[Exercise prompt] Emit a verbatim copy of the lines running from the line with "task: outline the dirt path" through the end of the material below.

[Stored dataset items]
_ _ _ _

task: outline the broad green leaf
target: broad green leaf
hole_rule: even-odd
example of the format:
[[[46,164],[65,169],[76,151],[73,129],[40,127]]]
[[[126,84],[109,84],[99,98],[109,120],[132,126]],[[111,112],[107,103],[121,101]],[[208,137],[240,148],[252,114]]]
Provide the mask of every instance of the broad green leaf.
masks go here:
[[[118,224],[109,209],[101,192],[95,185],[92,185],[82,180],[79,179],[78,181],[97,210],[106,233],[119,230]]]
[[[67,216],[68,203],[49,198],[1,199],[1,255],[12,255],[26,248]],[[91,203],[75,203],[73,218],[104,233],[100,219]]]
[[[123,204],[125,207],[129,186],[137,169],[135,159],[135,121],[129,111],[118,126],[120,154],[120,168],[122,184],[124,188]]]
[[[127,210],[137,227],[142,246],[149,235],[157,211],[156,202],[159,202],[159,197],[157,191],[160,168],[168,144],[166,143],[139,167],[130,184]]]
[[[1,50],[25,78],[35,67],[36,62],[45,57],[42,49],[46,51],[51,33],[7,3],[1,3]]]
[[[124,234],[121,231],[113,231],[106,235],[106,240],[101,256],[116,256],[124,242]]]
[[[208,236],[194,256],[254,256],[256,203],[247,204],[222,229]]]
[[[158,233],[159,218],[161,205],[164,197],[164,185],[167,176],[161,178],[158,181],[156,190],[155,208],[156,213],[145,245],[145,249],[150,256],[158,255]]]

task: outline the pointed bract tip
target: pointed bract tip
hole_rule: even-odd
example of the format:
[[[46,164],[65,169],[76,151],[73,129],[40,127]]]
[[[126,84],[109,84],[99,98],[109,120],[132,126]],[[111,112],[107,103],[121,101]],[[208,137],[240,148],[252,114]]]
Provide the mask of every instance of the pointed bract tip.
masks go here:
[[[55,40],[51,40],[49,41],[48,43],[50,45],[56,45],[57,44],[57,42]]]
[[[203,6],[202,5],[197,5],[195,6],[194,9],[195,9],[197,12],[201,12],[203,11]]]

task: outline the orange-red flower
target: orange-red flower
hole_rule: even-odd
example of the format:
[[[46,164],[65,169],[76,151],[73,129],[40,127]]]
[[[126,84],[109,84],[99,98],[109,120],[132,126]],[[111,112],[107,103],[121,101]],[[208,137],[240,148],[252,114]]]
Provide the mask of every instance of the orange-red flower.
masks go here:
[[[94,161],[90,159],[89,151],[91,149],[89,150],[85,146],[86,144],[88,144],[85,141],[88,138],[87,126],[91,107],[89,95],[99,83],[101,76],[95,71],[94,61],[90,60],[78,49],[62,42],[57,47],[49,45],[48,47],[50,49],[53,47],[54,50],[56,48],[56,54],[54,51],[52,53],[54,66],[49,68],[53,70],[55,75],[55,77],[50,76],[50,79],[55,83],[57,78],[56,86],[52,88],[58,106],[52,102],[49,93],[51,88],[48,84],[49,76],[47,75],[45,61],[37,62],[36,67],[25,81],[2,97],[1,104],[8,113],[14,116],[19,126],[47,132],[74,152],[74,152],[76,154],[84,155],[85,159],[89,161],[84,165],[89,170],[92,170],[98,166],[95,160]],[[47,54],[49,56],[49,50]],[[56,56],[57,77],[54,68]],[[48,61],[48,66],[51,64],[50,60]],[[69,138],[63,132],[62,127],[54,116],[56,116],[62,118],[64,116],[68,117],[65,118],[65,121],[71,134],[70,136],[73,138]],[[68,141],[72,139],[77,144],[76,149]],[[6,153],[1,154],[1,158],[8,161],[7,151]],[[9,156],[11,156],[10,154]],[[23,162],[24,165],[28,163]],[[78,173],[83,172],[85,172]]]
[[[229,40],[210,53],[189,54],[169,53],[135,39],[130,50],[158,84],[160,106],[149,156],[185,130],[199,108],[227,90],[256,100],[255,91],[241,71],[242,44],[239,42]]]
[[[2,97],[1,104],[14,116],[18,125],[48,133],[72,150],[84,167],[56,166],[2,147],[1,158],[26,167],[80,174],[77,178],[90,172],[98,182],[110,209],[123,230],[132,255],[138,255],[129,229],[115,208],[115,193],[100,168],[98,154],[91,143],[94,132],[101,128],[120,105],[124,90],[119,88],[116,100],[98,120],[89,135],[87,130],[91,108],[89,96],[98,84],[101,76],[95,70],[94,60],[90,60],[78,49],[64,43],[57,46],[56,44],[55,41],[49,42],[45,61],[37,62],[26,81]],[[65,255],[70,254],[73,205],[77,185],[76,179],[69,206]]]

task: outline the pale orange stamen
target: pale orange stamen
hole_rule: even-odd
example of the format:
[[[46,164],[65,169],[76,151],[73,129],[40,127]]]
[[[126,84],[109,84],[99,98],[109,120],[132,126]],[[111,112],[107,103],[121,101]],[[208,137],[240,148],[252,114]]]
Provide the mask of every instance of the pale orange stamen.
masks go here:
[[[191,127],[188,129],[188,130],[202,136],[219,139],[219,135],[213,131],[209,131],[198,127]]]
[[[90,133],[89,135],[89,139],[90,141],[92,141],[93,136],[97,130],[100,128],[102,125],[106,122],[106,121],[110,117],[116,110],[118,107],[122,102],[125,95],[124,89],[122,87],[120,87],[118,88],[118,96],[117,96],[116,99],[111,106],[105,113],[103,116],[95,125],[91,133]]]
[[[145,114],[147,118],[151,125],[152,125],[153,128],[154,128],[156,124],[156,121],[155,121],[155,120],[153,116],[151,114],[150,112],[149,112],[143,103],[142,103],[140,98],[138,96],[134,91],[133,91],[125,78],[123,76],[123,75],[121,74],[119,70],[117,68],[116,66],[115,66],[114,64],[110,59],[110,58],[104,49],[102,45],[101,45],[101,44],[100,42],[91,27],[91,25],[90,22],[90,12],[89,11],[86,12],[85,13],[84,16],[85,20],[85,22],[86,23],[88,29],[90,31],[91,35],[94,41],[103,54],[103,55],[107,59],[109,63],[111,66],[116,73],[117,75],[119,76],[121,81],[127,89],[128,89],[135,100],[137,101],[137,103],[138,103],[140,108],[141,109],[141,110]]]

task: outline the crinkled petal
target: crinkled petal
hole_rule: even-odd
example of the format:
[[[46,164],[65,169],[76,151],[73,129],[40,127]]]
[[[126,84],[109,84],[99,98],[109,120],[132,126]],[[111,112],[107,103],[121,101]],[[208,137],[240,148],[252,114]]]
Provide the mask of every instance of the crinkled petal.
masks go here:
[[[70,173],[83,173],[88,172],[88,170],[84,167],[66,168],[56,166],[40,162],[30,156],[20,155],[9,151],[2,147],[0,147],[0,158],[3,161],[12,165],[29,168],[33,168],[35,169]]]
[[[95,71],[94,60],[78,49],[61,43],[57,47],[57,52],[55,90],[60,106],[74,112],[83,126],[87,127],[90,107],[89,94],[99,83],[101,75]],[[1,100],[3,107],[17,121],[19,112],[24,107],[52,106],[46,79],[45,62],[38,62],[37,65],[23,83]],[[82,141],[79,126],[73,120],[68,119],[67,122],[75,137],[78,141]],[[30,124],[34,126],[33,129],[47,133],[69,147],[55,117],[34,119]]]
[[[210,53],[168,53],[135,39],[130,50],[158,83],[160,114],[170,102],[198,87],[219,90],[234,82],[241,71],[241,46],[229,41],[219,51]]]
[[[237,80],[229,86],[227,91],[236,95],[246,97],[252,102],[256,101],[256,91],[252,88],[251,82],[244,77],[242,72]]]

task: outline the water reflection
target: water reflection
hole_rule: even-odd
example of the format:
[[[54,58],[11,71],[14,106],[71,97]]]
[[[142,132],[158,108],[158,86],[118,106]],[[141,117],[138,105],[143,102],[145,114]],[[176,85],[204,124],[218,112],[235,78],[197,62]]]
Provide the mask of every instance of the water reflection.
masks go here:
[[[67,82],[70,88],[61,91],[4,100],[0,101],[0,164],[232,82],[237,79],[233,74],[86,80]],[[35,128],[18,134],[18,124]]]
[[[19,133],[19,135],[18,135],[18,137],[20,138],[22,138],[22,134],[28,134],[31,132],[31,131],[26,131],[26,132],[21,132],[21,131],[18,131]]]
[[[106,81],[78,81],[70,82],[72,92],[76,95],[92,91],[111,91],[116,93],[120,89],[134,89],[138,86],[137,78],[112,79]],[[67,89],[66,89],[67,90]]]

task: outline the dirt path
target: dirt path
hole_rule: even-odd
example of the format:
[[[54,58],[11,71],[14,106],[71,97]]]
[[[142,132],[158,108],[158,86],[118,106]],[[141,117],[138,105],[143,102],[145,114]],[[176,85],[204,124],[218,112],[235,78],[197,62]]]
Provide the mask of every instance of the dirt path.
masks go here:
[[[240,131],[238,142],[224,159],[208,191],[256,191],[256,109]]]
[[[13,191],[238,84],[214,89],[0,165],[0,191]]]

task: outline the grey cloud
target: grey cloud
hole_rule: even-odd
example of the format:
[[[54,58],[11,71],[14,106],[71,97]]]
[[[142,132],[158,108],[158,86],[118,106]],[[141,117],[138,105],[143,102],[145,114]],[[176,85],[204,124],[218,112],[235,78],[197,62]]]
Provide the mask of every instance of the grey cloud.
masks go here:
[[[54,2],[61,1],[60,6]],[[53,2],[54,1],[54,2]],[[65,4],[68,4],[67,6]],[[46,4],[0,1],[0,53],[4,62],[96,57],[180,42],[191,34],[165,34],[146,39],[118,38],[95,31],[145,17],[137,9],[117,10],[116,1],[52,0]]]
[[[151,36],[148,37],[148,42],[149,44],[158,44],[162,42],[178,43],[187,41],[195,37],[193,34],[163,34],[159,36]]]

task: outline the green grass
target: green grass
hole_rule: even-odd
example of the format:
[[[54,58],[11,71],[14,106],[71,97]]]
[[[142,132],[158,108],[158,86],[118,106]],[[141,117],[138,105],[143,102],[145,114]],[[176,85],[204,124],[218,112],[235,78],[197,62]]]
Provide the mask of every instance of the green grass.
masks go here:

_ _ _ _

[Solution to this problem]
task: outline the dirt path
target: dirt path
hole_rule: even-odd
example of the format:
[[[54,58],[11,71],[14,106],[71,97]]]
[[[142,132],[158,108],[158,86],[118,106]],[[141,117],[138,105],[143,102],[145,114]],[[176,85],[204,124],[218,112],[235,78],[197,62]]]
Provide the mask of every instance of the dirt path.
masks go here:
[[[240,131],[238,142],[224,159],[208,191],[256,191],[256,109]]]
[[[13,191],[238,84],[214,89],[0,165],[0,191]]]

task: outline the grey cloud
target: grey cloud
hole_rule: even-odd
example of the format:
[[[54,58],[11,71],[14,106],[71,97]]]
[[[142,132],[158,108],[158,86],[118,106]],[[141,117],[138,105],[143,102],[145,114]],[[176,85],[204,124],[218,112],[235,78],[197,62]]]
Provide the mask of every instance of the grey cloud.
masks go here:
[[[54,2],[61,1],[60,6]],[[53,2],[54,1],[54,2]],[[65,4],[68,4],[67,6]],[[46,4],[0,1],[0,53],[4,62],[96,57],[180,42],[191,34],[165,34],[146,39],[118,38],[95,31],[145,17],[137,9],[117,10],[116,1],[52,0]]]
[[[151,36],[148,37],[148,42],[149,44],[158,44],[162,42],[178,43],[187,41],[195,37],[193,34],[163,34],[159,36]]]

task: outline the green grass
target: green grass
hole_rule: even-odd
example of the format:
[[[54,58],[11,71],[14,106],[71,97]]]
[[[142,132],[158,108],[158,86],[118,106]],[[141,117],[138,105],[143,102],[145,114]],[[176,85],[204,124],[218,112],[235,78],[197,62]]]
Provide the mask of every instance of the green grass.
masks go here:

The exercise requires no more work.